— BEGIN —

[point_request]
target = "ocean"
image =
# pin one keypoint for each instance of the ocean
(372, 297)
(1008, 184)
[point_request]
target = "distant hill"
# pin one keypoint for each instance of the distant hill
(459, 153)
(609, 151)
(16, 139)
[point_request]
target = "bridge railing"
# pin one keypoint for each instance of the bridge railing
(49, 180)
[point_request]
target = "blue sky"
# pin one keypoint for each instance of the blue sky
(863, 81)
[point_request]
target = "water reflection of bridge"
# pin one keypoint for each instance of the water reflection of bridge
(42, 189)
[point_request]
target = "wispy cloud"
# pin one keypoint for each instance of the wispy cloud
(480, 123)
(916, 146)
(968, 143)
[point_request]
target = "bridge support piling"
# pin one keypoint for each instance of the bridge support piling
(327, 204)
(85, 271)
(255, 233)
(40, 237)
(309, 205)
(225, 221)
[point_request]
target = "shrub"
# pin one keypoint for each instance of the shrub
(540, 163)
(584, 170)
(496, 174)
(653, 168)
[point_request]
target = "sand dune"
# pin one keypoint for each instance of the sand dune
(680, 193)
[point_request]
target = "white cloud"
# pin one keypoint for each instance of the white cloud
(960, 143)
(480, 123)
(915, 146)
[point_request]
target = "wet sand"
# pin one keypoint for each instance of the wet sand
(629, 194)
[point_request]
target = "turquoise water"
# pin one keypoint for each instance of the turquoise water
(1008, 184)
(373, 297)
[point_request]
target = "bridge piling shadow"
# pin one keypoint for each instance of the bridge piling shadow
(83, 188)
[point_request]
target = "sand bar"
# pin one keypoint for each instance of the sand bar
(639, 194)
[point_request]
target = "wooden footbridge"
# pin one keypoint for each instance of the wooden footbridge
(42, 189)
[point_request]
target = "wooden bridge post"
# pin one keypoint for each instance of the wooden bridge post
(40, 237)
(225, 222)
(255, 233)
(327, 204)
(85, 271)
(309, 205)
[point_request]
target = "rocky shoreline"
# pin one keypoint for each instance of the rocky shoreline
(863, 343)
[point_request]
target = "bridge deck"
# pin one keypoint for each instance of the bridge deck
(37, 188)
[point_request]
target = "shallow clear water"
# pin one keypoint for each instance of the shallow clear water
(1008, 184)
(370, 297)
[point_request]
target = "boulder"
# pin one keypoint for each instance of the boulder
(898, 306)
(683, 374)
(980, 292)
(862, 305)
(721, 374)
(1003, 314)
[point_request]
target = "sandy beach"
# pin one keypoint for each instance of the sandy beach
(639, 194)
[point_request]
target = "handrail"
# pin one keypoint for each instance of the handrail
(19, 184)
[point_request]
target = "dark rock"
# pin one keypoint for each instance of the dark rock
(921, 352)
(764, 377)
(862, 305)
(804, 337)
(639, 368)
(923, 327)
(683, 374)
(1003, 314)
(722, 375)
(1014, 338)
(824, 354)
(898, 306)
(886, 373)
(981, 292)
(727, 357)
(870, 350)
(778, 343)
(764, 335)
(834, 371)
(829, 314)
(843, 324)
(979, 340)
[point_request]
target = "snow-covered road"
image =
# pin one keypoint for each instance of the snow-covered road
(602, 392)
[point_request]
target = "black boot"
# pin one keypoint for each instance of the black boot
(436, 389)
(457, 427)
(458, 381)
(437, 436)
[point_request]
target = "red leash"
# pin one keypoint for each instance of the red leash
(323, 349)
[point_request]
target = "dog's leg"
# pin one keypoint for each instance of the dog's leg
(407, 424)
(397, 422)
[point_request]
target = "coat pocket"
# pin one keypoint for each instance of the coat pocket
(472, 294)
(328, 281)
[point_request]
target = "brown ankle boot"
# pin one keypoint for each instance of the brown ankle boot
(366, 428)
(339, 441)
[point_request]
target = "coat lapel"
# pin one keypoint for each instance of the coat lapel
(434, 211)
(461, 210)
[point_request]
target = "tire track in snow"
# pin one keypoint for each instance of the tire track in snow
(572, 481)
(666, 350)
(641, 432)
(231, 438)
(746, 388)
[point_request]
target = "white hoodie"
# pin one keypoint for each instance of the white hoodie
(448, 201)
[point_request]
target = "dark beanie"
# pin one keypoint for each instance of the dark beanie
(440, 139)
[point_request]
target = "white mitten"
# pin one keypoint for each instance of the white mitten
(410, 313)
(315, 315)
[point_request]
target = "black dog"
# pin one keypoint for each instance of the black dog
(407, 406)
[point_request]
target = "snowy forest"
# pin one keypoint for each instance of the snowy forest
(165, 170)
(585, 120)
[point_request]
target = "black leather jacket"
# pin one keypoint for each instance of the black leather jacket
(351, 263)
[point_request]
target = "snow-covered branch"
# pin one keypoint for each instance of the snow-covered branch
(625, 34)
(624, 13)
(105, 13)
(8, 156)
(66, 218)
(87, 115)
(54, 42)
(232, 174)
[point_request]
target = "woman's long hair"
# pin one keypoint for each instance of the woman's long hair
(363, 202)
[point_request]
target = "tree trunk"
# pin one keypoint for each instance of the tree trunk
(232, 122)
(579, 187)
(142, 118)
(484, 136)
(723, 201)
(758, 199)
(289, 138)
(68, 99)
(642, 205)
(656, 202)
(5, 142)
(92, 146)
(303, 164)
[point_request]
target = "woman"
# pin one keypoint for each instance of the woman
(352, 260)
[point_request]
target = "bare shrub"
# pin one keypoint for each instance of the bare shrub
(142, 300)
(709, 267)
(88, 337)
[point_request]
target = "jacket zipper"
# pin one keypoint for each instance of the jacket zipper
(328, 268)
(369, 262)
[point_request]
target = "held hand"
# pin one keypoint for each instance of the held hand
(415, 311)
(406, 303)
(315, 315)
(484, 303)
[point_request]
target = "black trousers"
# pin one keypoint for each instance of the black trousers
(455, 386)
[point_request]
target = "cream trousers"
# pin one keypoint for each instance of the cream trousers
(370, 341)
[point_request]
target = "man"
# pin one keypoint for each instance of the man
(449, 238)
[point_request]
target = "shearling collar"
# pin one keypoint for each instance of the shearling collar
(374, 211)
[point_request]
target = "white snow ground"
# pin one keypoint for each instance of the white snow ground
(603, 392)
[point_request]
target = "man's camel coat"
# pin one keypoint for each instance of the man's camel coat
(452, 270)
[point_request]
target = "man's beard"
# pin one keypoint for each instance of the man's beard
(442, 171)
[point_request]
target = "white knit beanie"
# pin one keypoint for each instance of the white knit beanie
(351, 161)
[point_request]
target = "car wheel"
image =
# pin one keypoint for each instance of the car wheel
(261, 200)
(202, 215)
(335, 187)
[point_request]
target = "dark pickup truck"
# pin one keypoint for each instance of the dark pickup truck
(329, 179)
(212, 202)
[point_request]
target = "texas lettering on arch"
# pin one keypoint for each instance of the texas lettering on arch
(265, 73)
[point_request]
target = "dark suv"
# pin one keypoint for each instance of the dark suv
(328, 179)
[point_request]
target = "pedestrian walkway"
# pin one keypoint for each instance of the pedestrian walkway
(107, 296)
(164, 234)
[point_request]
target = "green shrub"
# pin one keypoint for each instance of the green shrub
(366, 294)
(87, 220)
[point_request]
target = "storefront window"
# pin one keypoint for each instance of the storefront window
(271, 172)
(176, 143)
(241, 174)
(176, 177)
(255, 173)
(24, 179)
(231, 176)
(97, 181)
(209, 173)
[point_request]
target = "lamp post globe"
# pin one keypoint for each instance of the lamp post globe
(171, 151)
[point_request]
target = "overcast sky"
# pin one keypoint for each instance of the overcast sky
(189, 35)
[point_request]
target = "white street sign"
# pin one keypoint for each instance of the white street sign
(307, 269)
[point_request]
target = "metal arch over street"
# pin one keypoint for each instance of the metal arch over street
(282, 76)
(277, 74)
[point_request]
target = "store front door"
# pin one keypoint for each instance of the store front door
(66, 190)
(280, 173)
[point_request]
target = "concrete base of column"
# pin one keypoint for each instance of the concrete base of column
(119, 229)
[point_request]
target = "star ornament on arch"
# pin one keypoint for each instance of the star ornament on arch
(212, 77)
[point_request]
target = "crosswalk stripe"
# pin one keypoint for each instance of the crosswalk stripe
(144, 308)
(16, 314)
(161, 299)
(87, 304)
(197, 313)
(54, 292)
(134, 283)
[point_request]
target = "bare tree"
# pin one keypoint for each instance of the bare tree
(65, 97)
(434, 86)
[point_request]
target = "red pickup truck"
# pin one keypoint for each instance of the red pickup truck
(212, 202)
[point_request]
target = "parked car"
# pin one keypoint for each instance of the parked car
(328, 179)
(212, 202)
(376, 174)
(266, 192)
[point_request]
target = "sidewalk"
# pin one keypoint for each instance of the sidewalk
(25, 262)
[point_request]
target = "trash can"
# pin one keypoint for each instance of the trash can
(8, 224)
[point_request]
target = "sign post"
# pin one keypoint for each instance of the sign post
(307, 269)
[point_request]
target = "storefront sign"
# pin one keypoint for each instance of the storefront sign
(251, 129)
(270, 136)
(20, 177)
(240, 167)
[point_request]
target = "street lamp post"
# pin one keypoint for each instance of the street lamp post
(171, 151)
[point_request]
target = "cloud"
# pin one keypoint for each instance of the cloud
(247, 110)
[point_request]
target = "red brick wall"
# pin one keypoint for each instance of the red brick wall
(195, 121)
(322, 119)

— END —

Task instructions. Pull out every line of the listing above that contains the string "pedestrian". Case counts.

Solution to this problem.
target = "pedestrian walkway"
# pin one keypoint for each instance of the pedestrian walkway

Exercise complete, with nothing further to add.